[start]

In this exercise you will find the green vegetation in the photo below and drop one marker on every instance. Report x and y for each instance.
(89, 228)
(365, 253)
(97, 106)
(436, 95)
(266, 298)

[end]

EXERCISE GOAL: Could you give the material again with "green vegetation" switched to "tree cover" and everything else left unchanged?

RESULT BELOW:
In this exercise you will find the tree cover in the photo below and drop one marker on every instance. Report x and y for each instance.
(89, 228)
(365, 253)
(97, 106)
(436, 95)
(266, 298)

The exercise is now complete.